- [Description of the task] Please state the per-dozen price catman paid for quality bloods that summer, according to the bloodworm thread below.

# Blood Worms



## bull city (Apr 15, 2003)

A buddy O mine came back to the Bull City(Durham NC) with some bloodworms from baltimore that were as fat as UHHHHHH a FIRST grade pencil .The worms were not in their normal grass.These boogers were in a liquid solution .This liquid seems to make them live longer too. My buddy said that the lady at the bait shop was pretty tight lipped about the solution and would only smile when asked what it was! 
Anybody know what's up? Please let me know.

*FISH(Finally In Saltwater Heaven)*


----------



## catman (May 28, 2001)

*Saline Solution*

Bull City...Those bloods may have been shipped from Tochterman's in Baltimore. They get their shipment from Maine every Friday or Saturday (not sure what day) and remove them from the grass and prep them in a saline solution. I always buy my bloods there as they are hand picked and packaged. They are packed in paper towels that have been dipped in the saline and then put into a small cardboard box.. You'll never find any grass in their worms. When you buy a dz. they open the package and show you each worm. That's how much care they take. Their worms are big but as big a 1st. grader pencil is a giant. Sure you weren't looking a sandwormswhich they also prepare. These are usually sold in the solution. Hope this helps.

Catman.


----------



## oldsalt (May 6, 2003)

Cat your right best bloods in town, don't tell everyone about them they might start raising there prices. ladys name is Dee Tony's wife. Great little talker.


----------



## catman (May 28, 2001)

Old Salt...Yep, Dee IS the lady. I'm stopping by there tomorrow morning to pick up a Penn rod I had repaired. They are a class act in every way. I can't tell you how many times that people have asked where did I get bloods like that. They've been my tackle shop for at least 25 yrs.

Catman.


----------



## TRIGGERFISH (May 21, 2001)

There's a bait shop on the Eastern shore that sells them that way in liquid, I asked the owner about it and he told me that it was salt water,then his next question was what was the PH level of the water they live in,so your liquid is salt water and they do stay alive longer.


----------



## chesapeakecarper (Aug 22, 2003)

There was a small ad/article in this weeks Fisherman for Taylored Tackle in Del. that this new packaging for bloodworms keeps them alive for 2-3 weeks. Didn't go into details re the liquid but hyped it pretty well. been a long while since I bought bloods...is the price any different?


----------



## catman (May 28, 2001)

*Blood Worm Co$t*

I was paying $6.75 a dz. for quality bloods this summer. Not a bad price when you get 12 quality worms.

Catman.


----------



## Axon (Sep 8, 2002)

anyone have any idea what the mark up is on bloods. I might me worth ordering straight from Maine if you could get a bunch of people together.


----------



## catman (May 28, 2001)

My bait shop has to order a minimum of 10,000 worms. That should be just about enough for Anthony and Jason for one a their marathons. 

Catman.


----------



## bitterchild (Aug 12, 2003)

*where is Tochterman's*

I'm coming from 695/95


----------



## oldsalt (May 6, 2003)

Tochterman's address is 1925 Eastern Av. in fellspoint would be about 4 or 5 blocks east of Broadway.


----------



## bull city (Apr 15, 2003)

*thanks fellas*

been busy doin the 9 to 5 shuffle! preciate the insight.

*FISH (Finally In Saltwater Heaven)*


----------



## Orest (Jul 28, 2003)

*Bloods in liquid*

Island Bait Shop across the bridge sells their bloods in liquid.

Have some left over from Oct. 19 in the frig. and they doing just fine.

The ones in grass died after a few days in the frig.


----------



## Wrong Way (May 29, 2003)

Orest is right. I have the same ones from Island and it's been 1.5 weeks and they're still alive. The ones in the grass die in less than a week. Not sure how some bait shops keep those they have in grass alive if they don't sell out??


----------



## Orest (Jul 28, 2003)

Check them this morning still kicken.


----------

(Entries drawn from a collection)

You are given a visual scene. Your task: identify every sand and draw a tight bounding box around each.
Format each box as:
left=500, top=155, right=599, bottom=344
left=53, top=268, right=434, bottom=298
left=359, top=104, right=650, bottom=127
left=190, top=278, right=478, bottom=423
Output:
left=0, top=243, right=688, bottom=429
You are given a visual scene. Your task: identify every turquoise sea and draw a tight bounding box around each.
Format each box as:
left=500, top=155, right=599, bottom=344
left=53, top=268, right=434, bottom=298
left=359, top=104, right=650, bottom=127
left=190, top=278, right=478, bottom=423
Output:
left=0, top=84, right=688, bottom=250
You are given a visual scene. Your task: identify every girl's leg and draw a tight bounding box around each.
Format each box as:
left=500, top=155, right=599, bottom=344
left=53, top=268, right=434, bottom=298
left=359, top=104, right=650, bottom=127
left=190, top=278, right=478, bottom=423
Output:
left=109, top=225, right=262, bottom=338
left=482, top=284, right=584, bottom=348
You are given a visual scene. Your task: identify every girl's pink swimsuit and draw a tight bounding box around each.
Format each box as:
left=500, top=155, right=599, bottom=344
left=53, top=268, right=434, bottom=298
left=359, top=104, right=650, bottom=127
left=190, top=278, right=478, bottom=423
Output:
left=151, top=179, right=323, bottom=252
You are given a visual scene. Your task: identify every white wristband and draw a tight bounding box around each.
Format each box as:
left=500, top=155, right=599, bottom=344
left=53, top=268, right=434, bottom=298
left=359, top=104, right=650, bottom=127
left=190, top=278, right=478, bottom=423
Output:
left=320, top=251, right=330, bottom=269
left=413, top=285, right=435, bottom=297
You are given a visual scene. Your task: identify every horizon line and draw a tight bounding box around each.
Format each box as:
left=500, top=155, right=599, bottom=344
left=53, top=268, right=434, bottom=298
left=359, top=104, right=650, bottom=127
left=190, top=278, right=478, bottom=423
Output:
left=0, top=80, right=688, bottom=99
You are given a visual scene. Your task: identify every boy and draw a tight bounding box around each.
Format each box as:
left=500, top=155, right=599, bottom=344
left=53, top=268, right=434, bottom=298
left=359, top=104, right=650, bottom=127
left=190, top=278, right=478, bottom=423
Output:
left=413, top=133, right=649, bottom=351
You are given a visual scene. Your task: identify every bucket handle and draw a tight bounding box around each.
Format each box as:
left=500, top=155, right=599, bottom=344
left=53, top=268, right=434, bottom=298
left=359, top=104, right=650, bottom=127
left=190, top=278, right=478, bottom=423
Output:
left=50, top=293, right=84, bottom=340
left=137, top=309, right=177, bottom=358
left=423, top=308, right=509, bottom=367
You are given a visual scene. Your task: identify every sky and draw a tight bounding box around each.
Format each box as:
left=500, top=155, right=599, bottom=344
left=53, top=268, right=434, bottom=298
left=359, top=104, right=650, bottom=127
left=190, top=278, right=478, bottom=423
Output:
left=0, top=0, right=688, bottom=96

- [Finished answer] $6.75 a dozen.